[Region annotation entries]
----

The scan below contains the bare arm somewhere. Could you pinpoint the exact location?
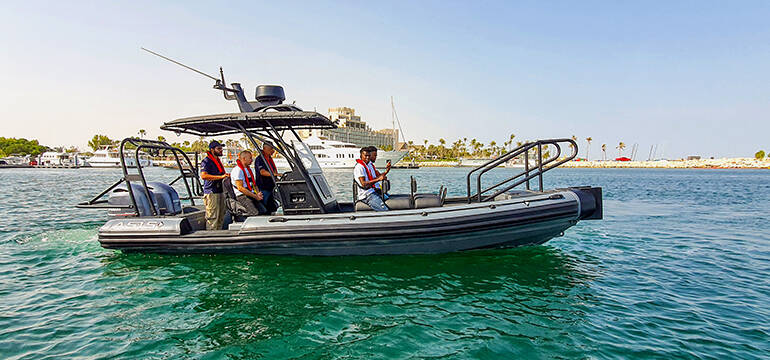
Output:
[201,171,230,181]
[358,175,385,189]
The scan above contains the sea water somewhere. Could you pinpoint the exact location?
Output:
[0,168,770,359]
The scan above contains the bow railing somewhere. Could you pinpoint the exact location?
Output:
[466,139,578,203]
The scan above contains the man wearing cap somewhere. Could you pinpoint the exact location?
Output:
[353,147,390,211]
[201,140,230,230]
[254,141,281,214]
[366,146,390,200]
[230,150,266,216]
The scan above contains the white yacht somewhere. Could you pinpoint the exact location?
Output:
[87,148,152,167]
[275,136,407,169]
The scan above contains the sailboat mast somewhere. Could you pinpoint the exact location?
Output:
[390,96,398,151]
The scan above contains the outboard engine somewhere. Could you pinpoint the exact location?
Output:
[107,183,158,217]
[147,181,182,215]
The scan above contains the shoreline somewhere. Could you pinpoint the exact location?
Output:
[408,158,770,170]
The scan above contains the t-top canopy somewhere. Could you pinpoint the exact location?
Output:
[160,111,337,136]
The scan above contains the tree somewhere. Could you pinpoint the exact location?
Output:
[88,135,115,151]
[0,137,48,155]
[586,136,593,160]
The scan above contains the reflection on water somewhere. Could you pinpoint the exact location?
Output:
[0,168,770,359]
[94,247,593,358]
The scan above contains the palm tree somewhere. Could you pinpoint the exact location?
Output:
[586,136,593,160]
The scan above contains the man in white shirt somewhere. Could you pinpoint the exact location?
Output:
[353,147,390,211]
[367,146,390,200]
[230,150,267,216]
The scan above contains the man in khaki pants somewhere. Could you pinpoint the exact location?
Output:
[201,140,230,230]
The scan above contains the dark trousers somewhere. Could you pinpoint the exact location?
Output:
[235,194,267,216]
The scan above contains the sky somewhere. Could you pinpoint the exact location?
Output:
[0,1,770,159]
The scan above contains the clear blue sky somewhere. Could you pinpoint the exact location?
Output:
[0,1,770,158]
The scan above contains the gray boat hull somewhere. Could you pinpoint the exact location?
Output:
[99,189,601,256]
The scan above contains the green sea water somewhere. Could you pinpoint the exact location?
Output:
[0,168,770,359]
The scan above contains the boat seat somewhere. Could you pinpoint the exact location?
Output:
[356,194,414,211]
[414,194,441,209]
[353,177,447,211]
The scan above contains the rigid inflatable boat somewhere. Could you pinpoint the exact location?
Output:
[78,55,602,255]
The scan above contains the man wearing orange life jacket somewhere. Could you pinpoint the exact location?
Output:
[367,146,390,200]
[353,147,390,211]
[254,141,281,214]
[200,140,230,230]
[230,150,267,216]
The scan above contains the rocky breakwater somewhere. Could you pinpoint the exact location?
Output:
[561,158,770,169]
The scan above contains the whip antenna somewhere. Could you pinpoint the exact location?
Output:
[141,47,218,84]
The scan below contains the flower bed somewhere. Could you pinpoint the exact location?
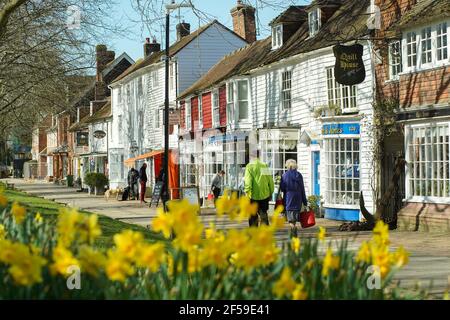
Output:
[0,188,418,299]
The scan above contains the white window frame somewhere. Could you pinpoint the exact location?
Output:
[389,41,403,80]
[323,135,363,209]
[436,21,450,62]
[405,121,450,204]
[308,8,322,37]
[280,69,293,111]
[197,94,203,129]
[326,67,359,113]
[402,20,450,73]
[184,98,192,131]
[226,82,236,123]
[420,26,434,68]
[272,24,283,50]
[235,79,251,122]
[211,89,220,128]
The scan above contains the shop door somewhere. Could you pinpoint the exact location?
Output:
[312,151,320,196]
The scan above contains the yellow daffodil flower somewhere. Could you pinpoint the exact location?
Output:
[0,224,6,240]
[11,202,27,224]
[356,241,372,263]
[291,238,300,253]
[292,283,308,300]
[34,212,44,223]
[317,227,326,241]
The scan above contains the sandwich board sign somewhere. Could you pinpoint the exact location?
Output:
[149,181,164,207]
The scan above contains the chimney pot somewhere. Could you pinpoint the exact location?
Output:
[144,37,161,58]
[177,21,191,41]
[231,0,256,43]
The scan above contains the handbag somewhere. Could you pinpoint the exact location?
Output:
[299,208,316,228]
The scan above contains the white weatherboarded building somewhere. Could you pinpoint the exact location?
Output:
[108,20,247,188]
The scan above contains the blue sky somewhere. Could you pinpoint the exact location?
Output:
[108,0,310,60]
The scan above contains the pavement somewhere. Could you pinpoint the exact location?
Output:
[0,179,450,298]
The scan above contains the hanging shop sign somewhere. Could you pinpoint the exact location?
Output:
[77,132,89,147]
[94,130,106,139]
[322,123,360,136]
[333,44,366,86]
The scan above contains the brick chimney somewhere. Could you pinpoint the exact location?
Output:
[144,38,161,58]
[177,21,191,41]
[231,0,256,43]
[95,44,116,81]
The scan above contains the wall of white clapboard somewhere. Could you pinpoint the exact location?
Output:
[246,40,374,215]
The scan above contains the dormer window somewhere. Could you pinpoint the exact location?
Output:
[272,24,283,50]
[308,8,320,37]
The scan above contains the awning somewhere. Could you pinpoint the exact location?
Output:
[124,150,164,167]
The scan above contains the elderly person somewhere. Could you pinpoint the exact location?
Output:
[280,159,308,237]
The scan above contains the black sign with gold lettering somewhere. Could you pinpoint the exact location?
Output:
[333,44,366,86]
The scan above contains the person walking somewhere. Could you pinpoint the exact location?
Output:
[280,159,308,237]
[244,154,274,227]
[139,163,148,204]
[211,170,225,205]
[131,168,139,200]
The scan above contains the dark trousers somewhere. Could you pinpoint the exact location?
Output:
[141,181,147,202]
[213,188,221,205]
[248,197,270,227]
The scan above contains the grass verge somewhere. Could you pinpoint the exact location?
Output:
[3,185,163,247]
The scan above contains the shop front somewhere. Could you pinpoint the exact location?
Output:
[222,131,250,192]
[259,129,300,201]
[320,123,361,221]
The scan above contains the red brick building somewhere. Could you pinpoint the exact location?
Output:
[375,0,450,230]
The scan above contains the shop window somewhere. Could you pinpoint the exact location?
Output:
[420,27,433,65]
[325,138,360,206]
[272,24,283,50]
[327,67,358,113]
[198,95,203,129]
[406,32,417,67]
[227,82,234,123]
[406,123,450,200]
[437,22,448,61]
[281,71,292,110]
[212,90,220,127]
[185,101,192,130]
[237,80,249,121]
[261,139,297,192]
[389,41,402,80]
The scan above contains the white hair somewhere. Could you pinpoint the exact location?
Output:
[286,159,297,170]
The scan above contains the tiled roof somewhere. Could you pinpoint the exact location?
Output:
[390,0,450,31]
[69,100,112,132]
[270,6,307,25]
[113,20,245,83]
[178,0,370,99]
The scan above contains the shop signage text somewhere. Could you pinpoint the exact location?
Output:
[322,123,360,136]
[333,44,366,86]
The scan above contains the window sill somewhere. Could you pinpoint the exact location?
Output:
[403,196,450,204]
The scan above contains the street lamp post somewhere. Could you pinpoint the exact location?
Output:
[163,0,192,209]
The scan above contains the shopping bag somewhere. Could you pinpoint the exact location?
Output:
[300,209,316,228]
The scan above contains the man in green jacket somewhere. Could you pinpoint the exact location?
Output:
[244,157,274,227]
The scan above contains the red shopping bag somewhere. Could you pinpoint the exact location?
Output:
[300,209,316,228]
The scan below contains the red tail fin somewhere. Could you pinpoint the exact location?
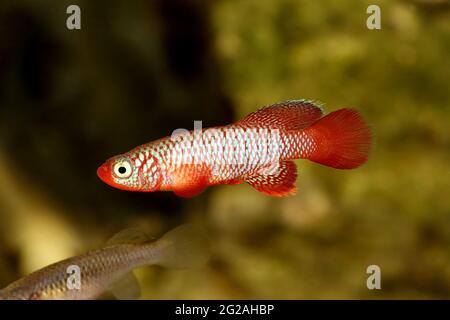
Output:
[307,109,371,169]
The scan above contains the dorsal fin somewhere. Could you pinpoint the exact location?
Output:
[106,228,152,246]
[237,100,323,130]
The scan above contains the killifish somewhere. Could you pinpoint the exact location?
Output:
[0,225,209,300]
[97,100,371,197]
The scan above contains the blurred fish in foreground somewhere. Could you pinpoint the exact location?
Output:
[0,224,209,300]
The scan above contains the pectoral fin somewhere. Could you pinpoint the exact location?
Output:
[171,164,210,198]
[245,161,297,197]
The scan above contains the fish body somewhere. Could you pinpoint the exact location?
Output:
[97,100,370,197]
[0,226,206,300]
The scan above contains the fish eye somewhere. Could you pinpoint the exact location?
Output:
[114,161,131,178]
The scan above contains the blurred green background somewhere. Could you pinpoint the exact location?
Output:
[0,0,450,299]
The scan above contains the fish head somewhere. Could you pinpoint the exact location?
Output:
[97,151,162,192]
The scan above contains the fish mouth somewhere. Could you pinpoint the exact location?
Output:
[97,162,111,184]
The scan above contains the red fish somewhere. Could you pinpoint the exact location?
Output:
[97,100,371,197]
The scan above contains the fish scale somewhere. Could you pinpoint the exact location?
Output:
[97,100,371,197]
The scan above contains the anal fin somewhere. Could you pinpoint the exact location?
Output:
[245,161,297,197]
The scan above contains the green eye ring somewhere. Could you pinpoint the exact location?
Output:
[113,160,132,179]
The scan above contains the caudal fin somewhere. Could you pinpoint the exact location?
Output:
[307,109,371,169]
[158,224,210,268]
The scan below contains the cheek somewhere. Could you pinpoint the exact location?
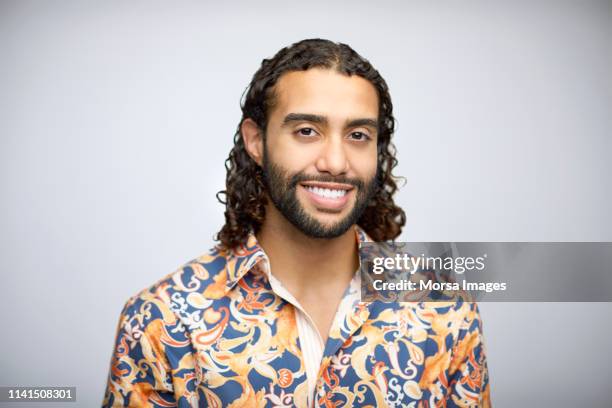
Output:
[351,148,378,178]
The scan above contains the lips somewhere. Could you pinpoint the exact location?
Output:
[300,182,354,211]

----

Retype the data above verbatim, starting at the line that contains "The scan above contains the handbag" and stopping after the line that contains "[108,20,247,188]".

- **Response to this task**:
The scan above contains the handbag somewhere. Could you pinpoint the exact location?
Output:
[299,208,316,228]
The scan above contains the white weatherboarded building somewhere. Could you pinpoint the exact location?
Output:
[108,20,247,188]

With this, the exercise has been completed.